(Records provided)

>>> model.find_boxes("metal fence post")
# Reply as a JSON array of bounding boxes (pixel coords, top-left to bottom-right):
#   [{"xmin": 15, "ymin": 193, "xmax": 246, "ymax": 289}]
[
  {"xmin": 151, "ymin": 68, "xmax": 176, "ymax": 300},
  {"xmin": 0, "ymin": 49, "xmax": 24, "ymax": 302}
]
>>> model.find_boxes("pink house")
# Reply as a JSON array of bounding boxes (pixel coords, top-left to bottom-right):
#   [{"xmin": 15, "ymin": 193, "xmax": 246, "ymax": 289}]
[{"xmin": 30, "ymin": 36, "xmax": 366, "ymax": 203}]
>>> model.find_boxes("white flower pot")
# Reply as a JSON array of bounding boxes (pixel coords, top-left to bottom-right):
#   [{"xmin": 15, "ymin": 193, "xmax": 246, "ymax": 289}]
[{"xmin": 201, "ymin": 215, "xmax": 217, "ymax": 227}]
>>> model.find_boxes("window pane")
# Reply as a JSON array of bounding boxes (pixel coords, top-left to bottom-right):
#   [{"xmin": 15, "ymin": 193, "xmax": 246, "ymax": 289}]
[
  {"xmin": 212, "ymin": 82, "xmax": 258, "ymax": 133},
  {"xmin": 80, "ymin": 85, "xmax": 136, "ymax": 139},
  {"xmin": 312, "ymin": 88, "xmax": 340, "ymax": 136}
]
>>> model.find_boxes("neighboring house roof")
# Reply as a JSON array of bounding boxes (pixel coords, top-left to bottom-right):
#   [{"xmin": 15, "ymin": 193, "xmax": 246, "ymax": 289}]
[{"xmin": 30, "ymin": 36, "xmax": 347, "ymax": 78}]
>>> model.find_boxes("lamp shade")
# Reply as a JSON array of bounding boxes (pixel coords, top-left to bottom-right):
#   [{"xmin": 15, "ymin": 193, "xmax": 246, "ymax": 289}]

(End Records provided)
(Records provided)

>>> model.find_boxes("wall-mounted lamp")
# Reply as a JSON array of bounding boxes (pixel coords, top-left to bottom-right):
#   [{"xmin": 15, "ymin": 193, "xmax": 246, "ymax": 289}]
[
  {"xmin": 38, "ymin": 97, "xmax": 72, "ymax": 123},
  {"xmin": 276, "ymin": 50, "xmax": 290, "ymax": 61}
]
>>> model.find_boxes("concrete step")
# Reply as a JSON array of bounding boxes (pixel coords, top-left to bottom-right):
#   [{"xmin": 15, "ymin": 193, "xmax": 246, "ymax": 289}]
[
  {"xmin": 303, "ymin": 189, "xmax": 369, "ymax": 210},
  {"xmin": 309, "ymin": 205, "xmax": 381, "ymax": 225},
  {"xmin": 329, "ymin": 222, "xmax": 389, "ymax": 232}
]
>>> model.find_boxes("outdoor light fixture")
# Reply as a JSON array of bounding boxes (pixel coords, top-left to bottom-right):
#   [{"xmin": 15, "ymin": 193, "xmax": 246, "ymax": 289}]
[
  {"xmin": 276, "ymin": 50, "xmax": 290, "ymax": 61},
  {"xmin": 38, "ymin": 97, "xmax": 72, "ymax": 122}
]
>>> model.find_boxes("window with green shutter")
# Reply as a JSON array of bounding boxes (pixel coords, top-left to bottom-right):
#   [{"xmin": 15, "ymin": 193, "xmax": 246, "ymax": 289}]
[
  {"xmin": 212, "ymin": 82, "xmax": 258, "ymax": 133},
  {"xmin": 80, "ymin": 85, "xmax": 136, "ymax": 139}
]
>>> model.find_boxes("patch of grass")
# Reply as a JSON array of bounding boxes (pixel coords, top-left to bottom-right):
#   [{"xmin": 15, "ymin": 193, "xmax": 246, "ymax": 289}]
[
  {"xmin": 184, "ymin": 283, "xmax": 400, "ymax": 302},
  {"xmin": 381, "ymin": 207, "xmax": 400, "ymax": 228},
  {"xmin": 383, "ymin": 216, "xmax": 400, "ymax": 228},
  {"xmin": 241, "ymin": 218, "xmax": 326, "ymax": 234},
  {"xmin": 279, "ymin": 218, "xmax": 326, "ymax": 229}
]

(End Records provided)

Count the lines in the records above that contain the word "lamp", and reply with only that number.

2